(Point-per-instance localization data)
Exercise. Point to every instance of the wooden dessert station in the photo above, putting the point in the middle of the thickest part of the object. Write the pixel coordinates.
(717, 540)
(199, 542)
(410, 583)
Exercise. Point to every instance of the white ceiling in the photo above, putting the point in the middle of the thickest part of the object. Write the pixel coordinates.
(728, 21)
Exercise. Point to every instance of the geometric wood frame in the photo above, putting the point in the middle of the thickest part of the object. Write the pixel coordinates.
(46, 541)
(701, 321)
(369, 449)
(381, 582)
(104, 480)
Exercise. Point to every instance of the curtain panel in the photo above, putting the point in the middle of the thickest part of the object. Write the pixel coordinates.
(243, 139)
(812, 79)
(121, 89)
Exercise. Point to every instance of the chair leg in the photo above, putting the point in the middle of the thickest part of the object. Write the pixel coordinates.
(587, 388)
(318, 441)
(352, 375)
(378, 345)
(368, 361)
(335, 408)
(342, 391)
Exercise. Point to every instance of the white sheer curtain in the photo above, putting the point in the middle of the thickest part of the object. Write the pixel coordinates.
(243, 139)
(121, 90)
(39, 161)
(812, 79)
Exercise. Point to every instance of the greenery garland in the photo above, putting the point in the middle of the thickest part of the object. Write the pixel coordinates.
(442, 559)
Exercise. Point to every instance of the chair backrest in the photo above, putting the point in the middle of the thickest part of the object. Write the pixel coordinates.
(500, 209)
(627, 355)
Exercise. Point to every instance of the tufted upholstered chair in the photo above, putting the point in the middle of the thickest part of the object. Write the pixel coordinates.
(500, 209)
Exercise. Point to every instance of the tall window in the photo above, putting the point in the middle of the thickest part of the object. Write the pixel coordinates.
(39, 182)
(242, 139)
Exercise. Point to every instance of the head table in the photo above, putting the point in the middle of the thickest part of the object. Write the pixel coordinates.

*THE TASK*. Every entry should be restated word for word.

*RESULT FOR THIS TASK*.
Exercise. Point to every instance of the wooden dessert station in the photo above, putting the point in the middle of the thickest part of the object. Write the pixel coordinates.
(717, 540)
(199, 542)
(410, 583)
Exercise. Point to every instance of the white ceiling in the photo above, putting the point in the middle of the thickest part of the object. Write the pixel coordinates.
(728, 21)
Exercise. Point to every instance of the geometric wood frame in the photo above, putting the point in the middle of the thickest part of the object. Write the pixel coordinates.
(46, 541)
(701, 321)
(369, 449)
(381, 582)
(104, 480)
Exercise. Point to every instance of the curtain panel in the photo above, putting the point in the middle of the thickest part of the object. Write the pixel coordinates.
(243, 139)
(812, 79)
(121, 89)
Exercise. Point to every instance of the chair leg in the photo above, putting the point in the middle of the thickest part of the object. Write the pixel coordinates.
(587, 388)
(318, 441)
(352, 375)
(378, 345)
(368, 361)
(335, 408)
(342, 391)
Exercise. Point to every instance of the white sheer curtain in the photo above, putting the point in the middle of the thickest part of the object. Write the pixel coordinates.
(243, 139)
(121, 90)
(39, 161)
(812, 79)
Exercise. Point to every instance of the greenery garland in the photo above, putting the point in the middle of the thickest part of the object. Write the pixel coordinates.
(442, 559)
Exercise. Point to every instance of the chair backrest in the photo above, putting the point in the middle of the thickest part of the object. Write the pixel coordinates.
(500, 209)
(627, 355)
Exercise. Point to every instance of the tufted upholstered chair in the photo above, putting the point in the middle of the thickest part of the object. Write the pixel coordinates.
(500, 209)
Exercise. Point to every instance of the tall window in the photo above, putting the point in the middle of the thickest part of the object. Write the pixel coordinates.
(39, 182)
(242, 139)
Exercise. Point to every instance of the head table in the photo above, putting the point in the middle of the thickest part of the object. Write the pixel coordinates.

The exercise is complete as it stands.